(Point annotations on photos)
------------------------------------------------------------

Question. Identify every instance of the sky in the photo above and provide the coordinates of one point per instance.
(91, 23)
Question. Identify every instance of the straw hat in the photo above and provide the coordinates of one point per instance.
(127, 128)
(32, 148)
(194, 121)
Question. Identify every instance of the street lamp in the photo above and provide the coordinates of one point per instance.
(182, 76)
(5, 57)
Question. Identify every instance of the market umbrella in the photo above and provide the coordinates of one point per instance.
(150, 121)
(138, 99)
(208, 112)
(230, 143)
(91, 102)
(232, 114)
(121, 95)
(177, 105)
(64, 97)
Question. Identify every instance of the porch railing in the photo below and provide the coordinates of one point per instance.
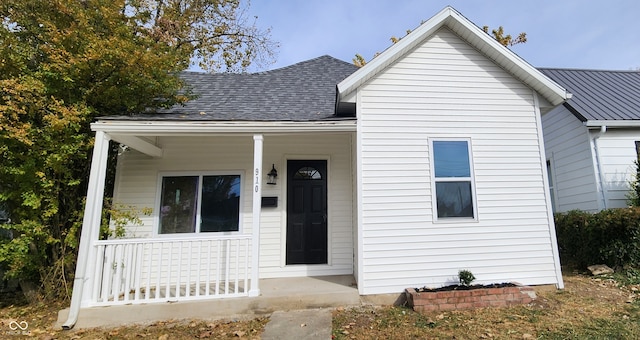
(134, 271)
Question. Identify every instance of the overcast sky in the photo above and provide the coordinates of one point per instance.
(561, 33)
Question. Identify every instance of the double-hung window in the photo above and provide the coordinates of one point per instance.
(199, 203)
(452, 175)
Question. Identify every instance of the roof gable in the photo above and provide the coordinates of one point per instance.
(600, 95)
(474, 36)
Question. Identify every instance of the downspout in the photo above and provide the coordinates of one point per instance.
(90, 223)
(596, 151)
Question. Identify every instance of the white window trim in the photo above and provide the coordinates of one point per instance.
(197, 233)
(434, 198)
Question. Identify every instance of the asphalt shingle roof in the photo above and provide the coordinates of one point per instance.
(600, 95)
(304, 91)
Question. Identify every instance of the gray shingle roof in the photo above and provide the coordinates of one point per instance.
(599, 94)
(305, 91)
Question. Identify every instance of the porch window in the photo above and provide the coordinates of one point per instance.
(199, 203)
(452, 179)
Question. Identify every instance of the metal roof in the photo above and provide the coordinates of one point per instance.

------------------------------------------------------------

__Aim__
Copy out all of the items above word for word, from the first line through the last. Leave the pictures out of your copy.

__Worked solution__
Question. Identify every instance of the sky in the photo above and provide the coordinates of one point per instance.
(91, 23)
Question. Identify every instance of the straw hat in the photo above and provide the coordinates of one point per instance.
(127, 128)
(32, 148)
(194, 121)
Question. Identify every instance of the street lamp in the photo above and provide the coordinates of one point per instance.
(182, 76)
(5, 57)
Question. Identify every instance of the market umbrella in the photo above and provide the coordinates of one point per instance.
(150, 121)
(138, 99)
(208, 112)
(230, 143)
(91, 102)
(232, 114)
(121, 95)
(177, 105)
(64, 97)
Question. Identify every instance of the porch railing in the photo below and provide the coordinates of one point per instance.
(134, 271)
Question. Identify every instance of the overcast sky in the photo above and provide the coordinates of one point per instance.
(561, 33)
Question. Identify every instance of the double-hung window in the photo above and provide the coordinates of one point per instance.
(199, 203)
(452, 175)
Question. Identify every instance of the roof gable in the photo above and provide the coordinates of one point per instance.
(600, 95)
(474, 36)
Question. Identify every instance of the downspout in the photo above and provide the coordinates of one point per instance.
(90, 223)
(596, 151)
Question. Identify every instance of the white window trim in the photo above and provide the coordinates of one point per instance.
(197, 233)
(434, 198)
Question. Identify every instance of the asphalt shingle roof in the photo above and provide the coordinates of one point per instance.
(600, 95)
(304, 91)
Question. Identify every instance of the gray shingle roof in the photo above and provide the coordinates of one point per instance.
(599, 94)
(305, 91)
Question. Identify every instance of the porch window in the photo above and provide the coordinates of one point per instance.
(199, 203)
(452, 179)
Question. Identify every instance of the metal roof in the photo above and provide the coordinates of one point per instance.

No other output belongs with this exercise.